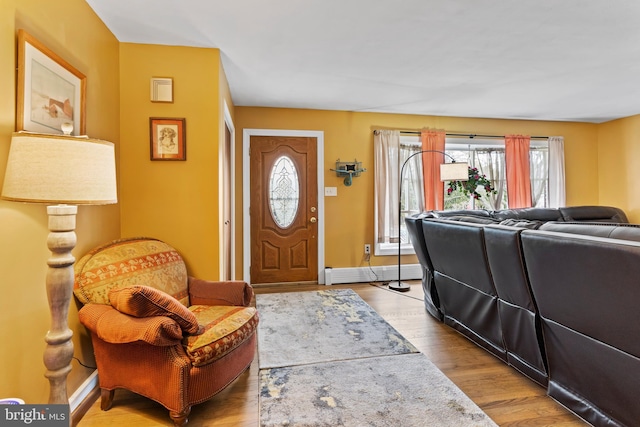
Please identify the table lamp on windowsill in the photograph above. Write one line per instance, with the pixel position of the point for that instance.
(448, 172)
(62, 171)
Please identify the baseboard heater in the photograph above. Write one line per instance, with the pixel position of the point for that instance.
(385, 273)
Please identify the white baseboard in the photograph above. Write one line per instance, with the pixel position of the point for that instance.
(384, 273)
(83, 391)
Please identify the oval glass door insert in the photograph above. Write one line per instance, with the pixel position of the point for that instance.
(284, 192)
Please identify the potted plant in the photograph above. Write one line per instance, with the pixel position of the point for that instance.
(470, 187)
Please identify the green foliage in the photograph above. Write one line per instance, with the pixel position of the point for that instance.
(470, 187)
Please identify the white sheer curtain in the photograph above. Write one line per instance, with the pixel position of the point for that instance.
(539, 160)
(557, 194)
(387, 169)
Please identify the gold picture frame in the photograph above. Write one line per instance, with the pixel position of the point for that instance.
(168, 138)
(50, 90)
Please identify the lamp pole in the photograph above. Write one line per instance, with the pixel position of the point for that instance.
(399, 285)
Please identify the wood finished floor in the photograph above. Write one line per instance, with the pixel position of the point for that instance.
(508, 397)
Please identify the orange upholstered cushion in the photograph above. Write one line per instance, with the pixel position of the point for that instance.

————————

_WHAT TO WORK ON_
Rescale all the records above by reproducing every line, requests included, with each pixel coordinate in the answers multiplied by 1.55 and rounded to a whole number, halves rounding up. Omit the pictures.

_TASK RESULT_
Please identify the table lamp on windowsill in the photograph above. Write one line per instance, with the pixel position of the point for that instance.
(694, 267)
(96, 265)
Please identify the baseboard heater in the photograph above. Write one line per instance, with the pixel position of the point for that instance.
(597, 423)
Please identify the white baseboard in the photograph above. Write one line per instance, with the pixel position of the point for that instance.
(595, 423)
(129, 606)
Please identify the oval glass door insert in the photograph above. Write one line per instance, with the pixel position of the point for that instance.
(440, 298)
Please identify the potted plant in the photograph above. Write one line per instance, with the pixel position of the point for that instance.
(729, 290)
Please identify the green foliage in the photograph above. Write one line per instance, with the pixel position of the point for that instance.
(729, 290)
Please identify the white sheer curtain in the photograph above. Write one line per instance, with the pixel position of the point for that instance.
(835, 248)
(863, 301)
(600, 262)
Please identify the gold picture frame in the photograph above. Write one line per instance, with the pixel position of the point for that instance.
(260, 214)
(78, 140)
Please identify the lamp pole in the photograph above. Write one line per instance, with the pixel position of the point for that instance.
(618, 442)
Please identify the wood finished floor in the photograph above. Write one line per instance, with the pixel position of the point for that instance.
(787, 615)
Please identify the orange upholstered cushion in the photograph above. Write one line per instance, with the pixel position of the point for that instance.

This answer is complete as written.